EXTRACT TO READ —
____________
Construction and confirmation of a lncRNAs signature
First, moderated t‐statistics method and Benjamini‐Hochberg procedure were used to identify distinct differential lncRNAs between normal tissues and TETs tissues, with P < 0.05 and the false discovery rate (FDR) <0.05 for filtration. Next, univariate Cox regression analysis was used to select RFS‐related lncRNAs that were statistically significant (P < 0.01). After primary filtering, a least absolute shrinkage and selection operator (LASSO) analysis was established to select candidate lncRNAs with penalty parameters tuning adjusted by 10 times cross validation.16 After layers of screening, the eligible lncRNAs were constructed as a classifier. The risk score formula was generated by integrating the RFS‐related lncRNA, weighted by their respective LASSO regression coefficients. According to this formula, each patient's risk score was calculated, and patients were divided into high or low risk groups on the basis of the optimal cutoff point, which was adopted in the maximum sensitivity and specificity by using a receiver operating characteristic (ROC) curve (time‐independent). The survival differences between high and low risk groups were further compared by Kaplan‐Meier analysis with a log‐rank test. Stratified analysis based on clinical characteristics (thymoma vs. TC, Masaoka stages I–II vs. Masaoka stages III–IV) was conducted to evaluate the discrimination ability of the lncRNAs classifier.
____________
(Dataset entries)

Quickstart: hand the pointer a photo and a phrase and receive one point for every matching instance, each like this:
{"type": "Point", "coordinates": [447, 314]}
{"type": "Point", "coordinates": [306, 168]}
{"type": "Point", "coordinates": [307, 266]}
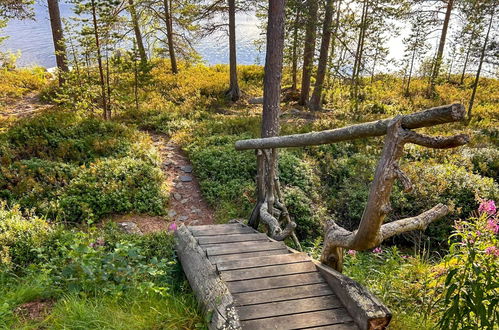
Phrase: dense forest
{"type": "Point", "coordinates": [132, 135]}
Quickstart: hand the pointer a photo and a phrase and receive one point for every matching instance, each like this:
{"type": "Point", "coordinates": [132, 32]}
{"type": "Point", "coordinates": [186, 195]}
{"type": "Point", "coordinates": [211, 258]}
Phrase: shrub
{"type": "Point", "coordinates": [19, 237]}
{"type": "Point", "coordinates": [112, 186]}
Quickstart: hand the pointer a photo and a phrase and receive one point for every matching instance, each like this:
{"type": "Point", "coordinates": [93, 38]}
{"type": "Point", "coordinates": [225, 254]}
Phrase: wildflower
{"type": "Point", "coordinates": [487, 206]}
{"type": "Point", "coordinates": [493, 225]}
{"type": "Point", "coordinates": [492, 250]}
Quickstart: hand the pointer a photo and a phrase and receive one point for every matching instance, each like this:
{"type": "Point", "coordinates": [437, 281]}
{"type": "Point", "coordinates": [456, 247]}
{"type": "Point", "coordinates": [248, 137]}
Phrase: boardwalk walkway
{"type": "Point", "coordinates": [269, 285]}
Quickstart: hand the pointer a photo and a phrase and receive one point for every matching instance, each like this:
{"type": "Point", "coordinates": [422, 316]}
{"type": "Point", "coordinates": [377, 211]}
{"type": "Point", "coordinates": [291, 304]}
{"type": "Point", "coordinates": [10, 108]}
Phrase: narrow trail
{"type": "Point", "coordinates": [185, 206]}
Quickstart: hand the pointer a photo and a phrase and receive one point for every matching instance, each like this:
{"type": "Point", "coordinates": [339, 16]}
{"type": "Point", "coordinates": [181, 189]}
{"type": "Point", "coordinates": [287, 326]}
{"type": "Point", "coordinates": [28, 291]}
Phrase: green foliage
{"type": "Point", "coordinates": [19, 236]}
{"type": "Point", "coordinates": [112, 186]}
{"type": "Point", "coordinates": [471, 296]}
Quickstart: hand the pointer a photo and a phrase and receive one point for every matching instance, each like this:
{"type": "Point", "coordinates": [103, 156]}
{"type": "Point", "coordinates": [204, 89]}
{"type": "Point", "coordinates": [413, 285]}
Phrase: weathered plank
{"type": "Point", "coordinates": [282, 294]}
{"type": "Point", "coordinates": [274, 282]}
{"type": "Point", "coordinates": [303, 320]}
{"type": "Point", "coordinates": [235, 245]}
{"type": "Point", "coordinates": [288, 307]}
{"type": "Point", "coordinates": [238, 256]}
{"type": "Point", "coordinates": [369, 313]}
{"type": "Point", "coordinates": [246, 248]}
{"type": "Point", "coordinates": [268, 271]}
{"type": "Point", "coordinates": [232, 238]}
{"type": "Point", "coordinates": [210, 290]}
{"type": "Point", "coordinates": [235, 229]}
{"type": "Point", "coordinates": [263, 261]}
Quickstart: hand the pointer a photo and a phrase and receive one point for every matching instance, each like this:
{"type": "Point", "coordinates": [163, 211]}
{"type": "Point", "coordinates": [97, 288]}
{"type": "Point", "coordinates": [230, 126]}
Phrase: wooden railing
{"type": "Point", "coordinates": [271, 210]}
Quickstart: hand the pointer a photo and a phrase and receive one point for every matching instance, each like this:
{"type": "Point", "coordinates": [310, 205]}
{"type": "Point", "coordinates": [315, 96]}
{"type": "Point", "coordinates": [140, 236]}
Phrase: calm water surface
{"type": "Point", "coordinates": [34, 40]}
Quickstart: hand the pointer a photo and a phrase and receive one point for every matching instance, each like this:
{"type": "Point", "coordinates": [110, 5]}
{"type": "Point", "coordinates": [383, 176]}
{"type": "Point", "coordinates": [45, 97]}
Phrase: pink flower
{"type": "Point", "coordinates": [493, 225]}
{"type": "Point", "coordinates": [487, 206]}
{"type": "Point", "coordinates": [492, 250]}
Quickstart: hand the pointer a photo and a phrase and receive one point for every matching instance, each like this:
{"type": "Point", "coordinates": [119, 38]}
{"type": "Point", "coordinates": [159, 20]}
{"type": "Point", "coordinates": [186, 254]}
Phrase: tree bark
{"type": "Point", "coordinates": [169, 35]}
{"type": "Point", "coordinates": [58, 38]}
{"type": "Point", "coordinates": [427, 118]}
{"type": "Point", "coordinates": [309, 50]}
{"type": "Point", "coordinates": [136, 29]}
{"type": "Point", "coordinates": [441, 46]}
{"type": "Point", "coordinates": [315, 100]}
{"type": "Point", "coordinates": [234, 93]}
{"type": "Point", "coordinates": [479, 70]}
{"type": "Point", "coordinates": [99, 62]}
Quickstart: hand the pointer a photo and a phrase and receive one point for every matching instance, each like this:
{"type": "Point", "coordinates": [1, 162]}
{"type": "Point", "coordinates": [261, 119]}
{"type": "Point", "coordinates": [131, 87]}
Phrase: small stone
{"type": "Point", "coordinates": [186, 168]}
{"type": "Point", "coordinates": [185, 178]}
{"type": "Point", "coordinates": [130, 227]}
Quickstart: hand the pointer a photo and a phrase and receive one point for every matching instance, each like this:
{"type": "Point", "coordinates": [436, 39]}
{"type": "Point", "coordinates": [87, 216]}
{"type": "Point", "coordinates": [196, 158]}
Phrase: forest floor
{"type": "Point", "coordinates": [186, 205]}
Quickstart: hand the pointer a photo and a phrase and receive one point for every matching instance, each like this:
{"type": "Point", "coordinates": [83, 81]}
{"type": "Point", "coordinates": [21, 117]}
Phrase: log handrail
{"type": "Point", "coordinates": [430, 117]}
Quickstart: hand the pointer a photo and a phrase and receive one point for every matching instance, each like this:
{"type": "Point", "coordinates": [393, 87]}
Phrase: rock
{"type": "Point", "coordinates": [186, 168]}
{"type": "Point", "coordinates": [185, 178]}
{"type": "Point", "coordinates": [129, 227]}
{"type": "Point", "coordinates": [256, 100]}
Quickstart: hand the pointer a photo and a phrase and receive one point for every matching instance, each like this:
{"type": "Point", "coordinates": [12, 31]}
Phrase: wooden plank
{"type": "Point", "coordinates": [288, 307]}
{"type": "Point", "coordinates": [367, 310]}
{"type": "Point", "coordinates": [268, 271]}
{"type": "Point", "coordinates": [274, 295]}
{"type": "Point", "coordinates": [231, 238]}
{"type": "Point", "coordinates": [297, 321]}
{"type": "Point", "coordinates": [235, 245]}
{"type": "Point", "coordinates": [263, 261]}
{"type": "Point", "coordinates": [246, 248]}
{"type": "Point", "coordinates": [343, 326]}
{"type": "Point", "coordinates": [274, 282]}
{"type": "Point", "coordinates": [239, 256]}
{"type": "Point", "coordinates": [236, 229]}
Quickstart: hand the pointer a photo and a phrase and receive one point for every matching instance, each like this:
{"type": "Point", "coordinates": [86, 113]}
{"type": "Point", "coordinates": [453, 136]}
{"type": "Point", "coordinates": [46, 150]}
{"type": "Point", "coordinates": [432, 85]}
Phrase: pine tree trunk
{"type": "Point", "coordinates": [58, 38]}
{"type": "Point", "coordinates": [136, 29]}
{"type": "Point", "coordinates": [315, 101]}
{"type": "Point", "coordinates": [479, 70]}
{"type": "Point", "coordinates": [169, 35]}
{"type": "Point", "coordinates": [234, 93]}
{"type": "Point", "coordinates": [441, 46]}
{"type": "Point", "coordinates": [309, 50]}
{"type": "Point", "coordinates": [99, 61]}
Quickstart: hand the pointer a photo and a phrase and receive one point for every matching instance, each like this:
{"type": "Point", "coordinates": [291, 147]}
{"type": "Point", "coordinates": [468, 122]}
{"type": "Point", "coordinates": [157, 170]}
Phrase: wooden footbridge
{"type": "Point", "coordinates": [247, 280]}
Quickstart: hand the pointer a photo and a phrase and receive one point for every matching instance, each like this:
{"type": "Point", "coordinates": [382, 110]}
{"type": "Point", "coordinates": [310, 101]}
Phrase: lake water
{"type": "Point", "coordinates": [34, 40]}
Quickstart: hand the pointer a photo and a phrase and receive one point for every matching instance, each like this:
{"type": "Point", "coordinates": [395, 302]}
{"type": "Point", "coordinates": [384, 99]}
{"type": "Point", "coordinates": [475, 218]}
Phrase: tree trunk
{"type": "Point", "coordinates": [136, 29]}
{"type": "Point", "coordinates": [441, 45]}
{"type": "Point", "coordinates": [315, 101]}
{"type": "Point", "coordinates": [309, 50]}
{"type": "Point", "coordinates": [234, 92]}
{"type": "Point", "coordinates": [58, 38]}
{"type": "Point", "coordinates": [169, 35]}
{"type": "Point", "coordinates": [99, 61]}
{"type": "Point", "coordinates": [294, 69]}
{"type": "Point", "coordinates": [478, 72]}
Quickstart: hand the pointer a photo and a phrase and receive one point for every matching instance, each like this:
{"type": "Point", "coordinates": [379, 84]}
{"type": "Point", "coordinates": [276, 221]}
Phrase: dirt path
{"type": "Point", "coordinates": [24, 107]}
{"type": "Point", "coordinates": [186, 205]}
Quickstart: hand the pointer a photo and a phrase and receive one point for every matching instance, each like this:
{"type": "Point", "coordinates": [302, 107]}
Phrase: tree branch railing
{"type": "Point", "coordinates": [270, 207]}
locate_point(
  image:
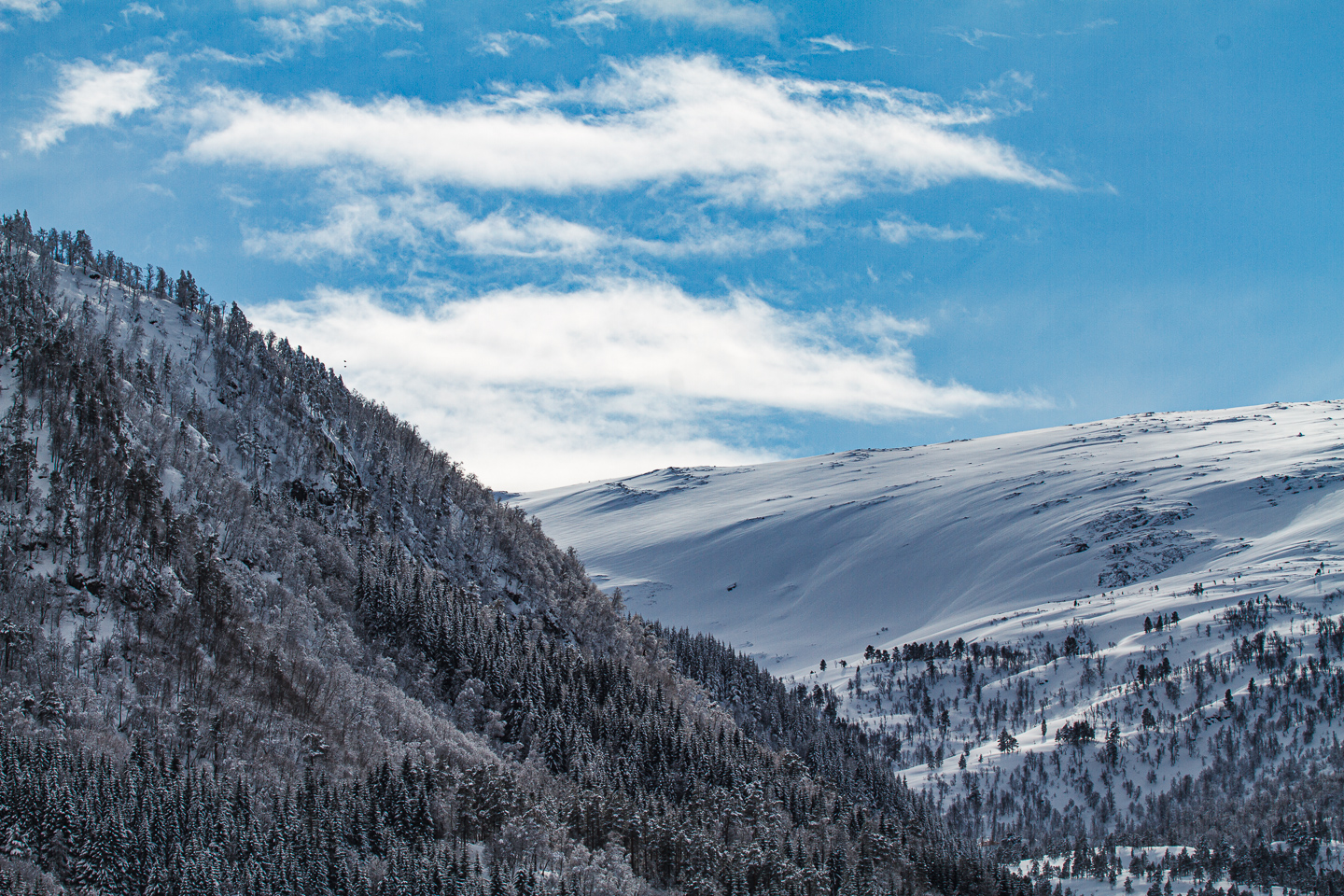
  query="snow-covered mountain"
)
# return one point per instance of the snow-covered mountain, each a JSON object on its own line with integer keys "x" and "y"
{"x": 815, "y": 558}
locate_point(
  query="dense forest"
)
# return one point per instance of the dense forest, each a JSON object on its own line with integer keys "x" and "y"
{"x": 259, "y": 637}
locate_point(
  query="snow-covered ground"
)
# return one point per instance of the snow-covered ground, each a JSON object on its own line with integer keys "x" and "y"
{"x": 993, "y": 538}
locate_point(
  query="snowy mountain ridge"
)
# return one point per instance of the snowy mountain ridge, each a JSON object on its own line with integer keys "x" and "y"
{"x": 821, "y": 556}
{"x": 1118, "y": 629}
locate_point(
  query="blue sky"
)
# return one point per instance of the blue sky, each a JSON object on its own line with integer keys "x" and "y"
{"x": 585, "y": 238}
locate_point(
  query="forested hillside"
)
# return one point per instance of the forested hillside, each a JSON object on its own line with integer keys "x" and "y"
{"x": 259, "y": 637}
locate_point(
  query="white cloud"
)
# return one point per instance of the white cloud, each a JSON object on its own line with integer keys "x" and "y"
{"x": 836, "y": 43}
{"x": 528, "y": 235}
{"x": 317, "y": 27}
{"x": 736, "y": 136}
{"x": 141, "y": 9}
{"x": 748, "y": 18}
{"x": 534, "y": 388}
{"x": 501, "y": 43}
{"x": 973, "y": 38}
{"x": 93, "y": 94}
{"x": 35, "y": 9}
{"x": 902, "y": 230}
{"x": 357, "y": 223}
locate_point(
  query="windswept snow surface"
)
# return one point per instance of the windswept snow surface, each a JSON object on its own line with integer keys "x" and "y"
{"x": 986, "y": 539}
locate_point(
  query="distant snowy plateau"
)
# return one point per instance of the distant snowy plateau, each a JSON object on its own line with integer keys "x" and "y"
{"x": 991, "y": 539}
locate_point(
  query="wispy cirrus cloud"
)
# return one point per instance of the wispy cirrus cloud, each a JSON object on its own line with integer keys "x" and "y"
{"x": 972, "y": 36}
{"x": 360, "y": 225}
{"x": 902, "y": 230}
{"x": 316, "y": 27}
{"x": 617, "y": 375}
{"x": 91, "y": 94}
{"x": 837, "y": 43}
{"x": 736, "y": 136}
{"x": 501, "y": 43}
{"x": 35, "y": 9}
{"x": 744, "y": 16}
{"x": 141, "y": 9}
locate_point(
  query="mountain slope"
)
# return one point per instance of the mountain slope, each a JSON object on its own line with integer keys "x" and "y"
{"x": 818, "y": 558}
{"x": 235, "y": 596}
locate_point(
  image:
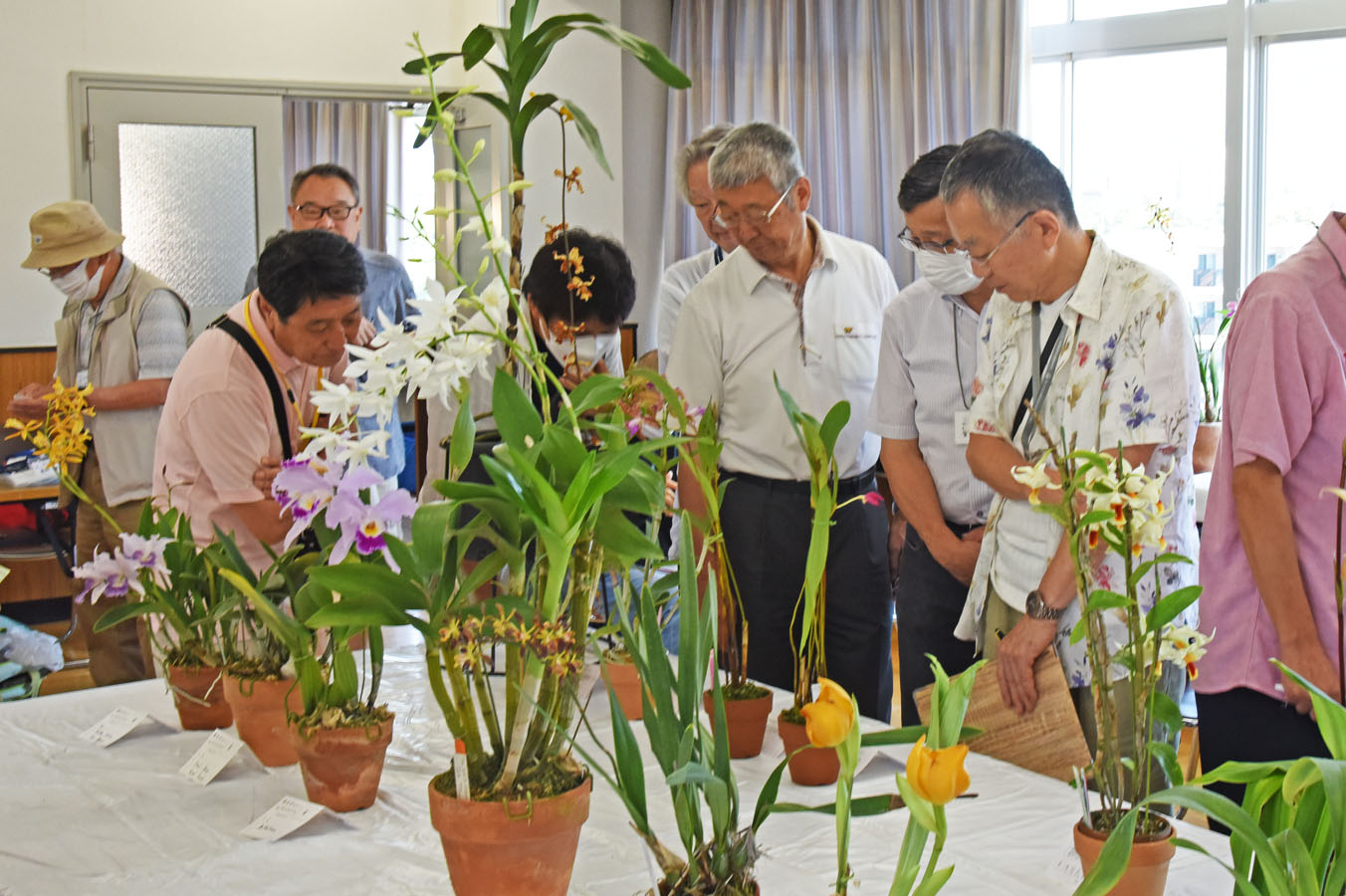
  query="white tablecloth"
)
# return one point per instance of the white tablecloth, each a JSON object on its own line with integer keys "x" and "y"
{"x": 80, "y": 819}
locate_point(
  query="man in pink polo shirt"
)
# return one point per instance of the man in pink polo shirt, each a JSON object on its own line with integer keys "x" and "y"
{"x": 1270, "y": 535}
{"x": 238, "y": 379}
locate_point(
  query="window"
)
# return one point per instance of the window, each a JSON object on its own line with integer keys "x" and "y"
{"x": 1194, "y": 138}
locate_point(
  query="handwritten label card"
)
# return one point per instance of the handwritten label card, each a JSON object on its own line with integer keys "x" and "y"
{"x": 113, "y": 727}
{"x": 282, "y": 818}
{"x": 211, "y": 758}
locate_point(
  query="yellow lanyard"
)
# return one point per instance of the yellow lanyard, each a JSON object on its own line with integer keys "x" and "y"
{"x": 290, "y": 389}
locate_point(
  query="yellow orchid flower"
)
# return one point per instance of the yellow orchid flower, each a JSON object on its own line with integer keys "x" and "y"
{"x": 937, "y": 774}
{"x": 829, "y": 719}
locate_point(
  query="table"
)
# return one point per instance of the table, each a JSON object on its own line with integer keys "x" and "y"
{"x": 118, "y": 819}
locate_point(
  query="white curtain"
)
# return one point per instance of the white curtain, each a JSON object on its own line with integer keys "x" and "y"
{"x": 351, "y": 133}
{"x": 864, "y": 87}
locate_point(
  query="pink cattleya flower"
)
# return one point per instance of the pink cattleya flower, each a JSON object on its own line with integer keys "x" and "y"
{"x": 363, "y": 525}
{"x": 113, "y": 574}
{"x": 303, "y": 487}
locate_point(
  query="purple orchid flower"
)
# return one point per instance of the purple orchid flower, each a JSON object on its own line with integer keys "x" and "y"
{"x": 363, "y": 525}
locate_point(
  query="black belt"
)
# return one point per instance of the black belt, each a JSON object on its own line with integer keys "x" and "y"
{"x": 845, "y": 489}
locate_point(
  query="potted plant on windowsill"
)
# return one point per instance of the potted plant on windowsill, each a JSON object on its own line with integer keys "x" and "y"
{"x": 811, "y": 766}
{"x": 1107, "y": 505}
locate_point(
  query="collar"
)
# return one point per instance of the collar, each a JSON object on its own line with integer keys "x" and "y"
{"x": 753, "y": 272}
{"x": 284, "y": 363}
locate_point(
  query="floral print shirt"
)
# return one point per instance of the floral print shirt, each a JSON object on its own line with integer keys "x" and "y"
{"x": 1125, "y": 374}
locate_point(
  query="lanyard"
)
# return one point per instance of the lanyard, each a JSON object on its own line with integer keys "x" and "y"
{"x": 290, "y": 389}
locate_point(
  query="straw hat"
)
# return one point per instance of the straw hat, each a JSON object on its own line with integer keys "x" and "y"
{"x": 69, "y": 232}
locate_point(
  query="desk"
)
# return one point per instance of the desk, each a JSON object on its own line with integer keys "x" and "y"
{"x": 120, "y": 821}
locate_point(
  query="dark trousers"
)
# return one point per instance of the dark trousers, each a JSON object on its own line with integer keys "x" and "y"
{"x": 929, "y": 604}
{"x": 1247, "y": 726}
{"x": 766, "y": 536}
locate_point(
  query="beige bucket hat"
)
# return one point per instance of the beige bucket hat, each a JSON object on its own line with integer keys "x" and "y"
{"x": 68, "y": 232}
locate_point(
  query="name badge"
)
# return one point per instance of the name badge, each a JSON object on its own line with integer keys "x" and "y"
{"x": 962, "y": 427}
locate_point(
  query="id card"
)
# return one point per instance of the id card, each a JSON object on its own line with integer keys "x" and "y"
{"x": 962, "y": 427}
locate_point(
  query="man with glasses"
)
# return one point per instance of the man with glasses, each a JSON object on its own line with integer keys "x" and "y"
{"x": 921, "y": 405}
{"x": 1098, "y": 345}
{"x": 691, "y": 172}
{"x": 803, "y": 306}
{"x": 122, "y": 332}
{"x": 326, "y": 196}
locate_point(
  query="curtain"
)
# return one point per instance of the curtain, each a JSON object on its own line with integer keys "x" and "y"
____________
WHAT YOU NEED TO DO —
**1)** In the lncRNA passage, what P value cutoff was used in the univariate Cox regression to pick RFS‐related lncRNAs?
**2)** Say whether each statement agrees with the lncRNA passage, answering yes or no and quoting the words that decide it: (a) The LASSO penalty parameters were tuned with 10 times cross validation. (b) Patients were put into high or low risk groups using the median risk score. (c) A log‐rank test was used to compare survival between the high and low risk groups.
**3)** Put this sentence from the lncRNA passage into Spanish: "The survival differences between high and low risk groups were further compared by Kaplan‐Meier analysis with a log‐rank test."
This material comes from a different source than the lncRNA passage.

ANSWERS BY ITEM NUMBER —
**1)** P < 0.01

**2)**
(a) Yes: "with penalty parameters tuning adjusted by 10 times cross validation"
(b) No: "on the basis of the optimal cutoff point, which was adopted in the maximum sensitivity and specificity by using a receiver operating characteristic (ROC) curve (time‐independent)"
(c) Yes: "compared by Kaplan‐Meier analysis with a log‐rank test"

**3)** Las diferencias de supervivencia entre los grupos de alto y bajo riesgo se compararon además mediante el análisis de Kaplan-Meier con una prueba de rangos logarítmicos.